== EXERCISE ==
Pick out and copy every line in the records below that contains the word "door".

----------

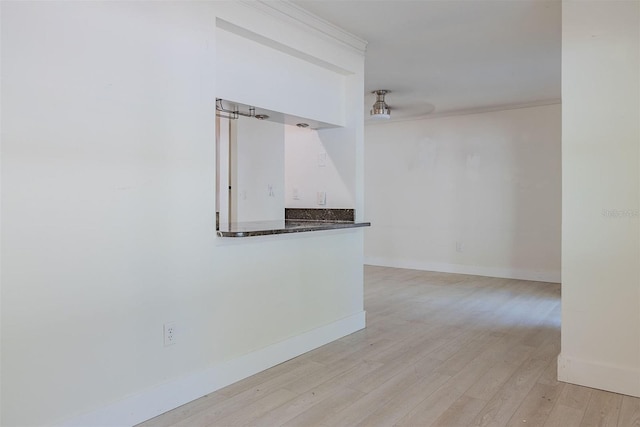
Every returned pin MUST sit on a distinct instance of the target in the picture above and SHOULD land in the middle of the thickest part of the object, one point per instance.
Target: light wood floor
(439, 350)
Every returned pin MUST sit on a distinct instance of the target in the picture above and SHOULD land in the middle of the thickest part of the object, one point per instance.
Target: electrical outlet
(170, 333)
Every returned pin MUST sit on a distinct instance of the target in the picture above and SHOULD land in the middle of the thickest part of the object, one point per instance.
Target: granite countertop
(263, 228)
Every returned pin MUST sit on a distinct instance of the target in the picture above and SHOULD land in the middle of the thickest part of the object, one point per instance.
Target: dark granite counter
(264, 228)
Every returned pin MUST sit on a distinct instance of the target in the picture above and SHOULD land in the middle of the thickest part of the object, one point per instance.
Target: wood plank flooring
(439, 350)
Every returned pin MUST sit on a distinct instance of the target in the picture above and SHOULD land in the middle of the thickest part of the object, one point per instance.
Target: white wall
(316, 161)
(283, 82)
(477, 194)
(108, 218)
(601, 195)
(257, 170)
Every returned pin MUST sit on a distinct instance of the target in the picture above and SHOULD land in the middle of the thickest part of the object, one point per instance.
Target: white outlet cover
(322, 198)
(170, 333)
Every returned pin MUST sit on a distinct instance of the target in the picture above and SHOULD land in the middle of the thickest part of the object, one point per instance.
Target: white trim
(152, 402)
(502, 272)
(603, 376)
(292, 13)
(467, 111)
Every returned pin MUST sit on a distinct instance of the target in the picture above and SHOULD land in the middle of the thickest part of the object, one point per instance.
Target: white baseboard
(160, 399)
(618, 379)
(506, 273)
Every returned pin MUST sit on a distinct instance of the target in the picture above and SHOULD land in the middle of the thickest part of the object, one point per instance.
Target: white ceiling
(448, 56)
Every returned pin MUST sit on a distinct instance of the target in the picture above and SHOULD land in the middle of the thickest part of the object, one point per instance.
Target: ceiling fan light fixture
(380, 109)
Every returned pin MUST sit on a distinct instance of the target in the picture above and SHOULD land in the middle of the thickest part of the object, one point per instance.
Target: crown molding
(292, 13)
(467, 111)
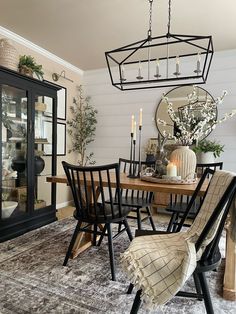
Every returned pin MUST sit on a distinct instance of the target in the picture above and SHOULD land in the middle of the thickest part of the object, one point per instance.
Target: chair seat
(180, 208)
(134, 202)
(102, 213)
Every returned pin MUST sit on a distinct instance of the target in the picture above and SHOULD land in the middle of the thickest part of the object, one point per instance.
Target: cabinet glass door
(42, 151)
(14, 183)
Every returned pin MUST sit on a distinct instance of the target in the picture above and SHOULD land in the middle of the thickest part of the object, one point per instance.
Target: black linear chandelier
(153, 62)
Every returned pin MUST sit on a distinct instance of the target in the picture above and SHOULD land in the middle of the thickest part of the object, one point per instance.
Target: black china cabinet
(28, 129)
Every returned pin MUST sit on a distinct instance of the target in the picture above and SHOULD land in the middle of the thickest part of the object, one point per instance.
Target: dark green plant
(206, 146)
(29, 62)
(82, 126)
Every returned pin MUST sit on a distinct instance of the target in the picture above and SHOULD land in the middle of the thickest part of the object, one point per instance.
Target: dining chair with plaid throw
(158, 264)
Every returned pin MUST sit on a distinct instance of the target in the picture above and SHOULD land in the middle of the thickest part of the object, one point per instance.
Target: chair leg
(150, 218)
(206, 293)
(128, 229)
(111, 252)
(171, 223)
(139, 218)
(95, 234)
(136, 303)
(197, 285)
(102, 235)
(130, 289)
(119, 227)
(72, 242)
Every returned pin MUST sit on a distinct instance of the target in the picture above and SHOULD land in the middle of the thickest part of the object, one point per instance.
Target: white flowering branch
(190, 127)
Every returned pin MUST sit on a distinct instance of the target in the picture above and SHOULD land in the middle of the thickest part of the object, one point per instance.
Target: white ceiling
(80, 31)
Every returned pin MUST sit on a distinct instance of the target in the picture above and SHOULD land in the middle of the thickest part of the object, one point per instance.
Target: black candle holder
(139, 151)
(133, 165)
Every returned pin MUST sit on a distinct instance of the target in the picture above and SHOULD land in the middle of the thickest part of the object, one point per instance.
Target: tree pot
(19, 165)
(150, 158)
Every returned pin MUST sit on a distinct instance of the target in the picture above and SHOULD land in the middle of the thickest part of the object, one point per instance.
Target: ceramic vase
(205, 158)
(185, 160)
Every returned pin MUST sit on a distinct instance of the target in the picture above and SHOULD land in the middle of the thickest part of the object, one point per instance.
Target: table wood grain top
(137, 184)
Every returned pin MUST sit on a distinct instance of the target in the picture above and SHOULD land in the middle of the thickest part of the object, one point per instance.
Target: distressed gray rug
(33, 280)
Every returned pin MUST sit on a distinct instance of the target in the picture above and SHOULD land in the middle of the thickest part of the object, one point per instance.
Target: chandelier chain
(169, 17)
(150, 19)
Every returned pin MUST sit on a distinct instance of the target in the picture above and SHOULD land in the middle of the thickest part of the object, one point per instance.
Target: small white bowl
(7, 208)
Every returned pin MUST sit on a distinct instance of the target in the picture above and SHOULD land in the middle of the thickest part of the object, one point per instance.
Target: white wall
(116, 107)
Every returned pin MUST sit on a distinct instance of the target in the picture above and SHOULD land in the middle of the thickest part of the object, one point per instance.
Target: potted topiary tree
(82, 127)
(28, 66)
(208, 150)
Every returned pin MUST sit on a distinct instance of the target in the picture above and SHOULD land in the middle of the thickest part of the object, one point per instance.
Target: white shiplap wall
(116, 107)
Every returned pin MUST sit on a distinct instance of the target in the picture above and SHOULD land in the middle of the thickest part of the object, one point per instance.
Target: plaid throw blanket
(161, 264)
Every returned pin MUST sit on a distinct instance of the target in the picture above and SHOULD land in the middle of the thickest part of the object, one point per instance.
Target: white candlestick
(134, 138)
(171, 170)
(139, 69)
(157, 67)
(140, 117)
(122, 72)
(132, 123)
(177, 64)
(198, 62)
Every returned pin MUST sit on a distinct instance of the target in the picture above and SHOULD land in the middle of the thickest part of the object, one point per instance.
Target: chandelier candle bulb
(171, 170)
(123, 73)
(157, 75)
(140, 117)
(198, 63)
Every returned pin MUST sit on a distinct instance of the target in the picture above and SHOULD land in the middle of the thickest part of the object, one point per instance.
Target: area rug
(33, 280)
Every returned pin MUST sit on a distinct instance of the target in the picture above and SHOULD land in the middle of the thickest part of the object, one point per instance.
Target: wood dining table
(84, 240)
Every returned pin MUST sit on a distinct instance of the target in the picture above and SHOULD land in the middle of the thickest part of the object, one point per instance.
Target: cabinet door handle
(30, 126)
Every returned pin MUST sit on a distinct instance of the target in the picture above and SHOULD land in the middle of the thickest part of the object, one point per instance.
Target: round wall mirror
(179, 97)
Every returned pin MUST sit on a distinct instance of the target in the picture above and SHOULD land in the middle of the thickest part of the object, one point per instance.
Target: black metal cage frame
(170, 40)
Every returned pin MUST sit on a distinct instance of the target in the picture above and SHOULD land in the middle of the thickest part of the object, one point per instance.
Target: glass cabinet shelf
(27, 201)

----------

== SOLVED PROBLEM ==
Target: cabinet glass door
Target: cabinet door handle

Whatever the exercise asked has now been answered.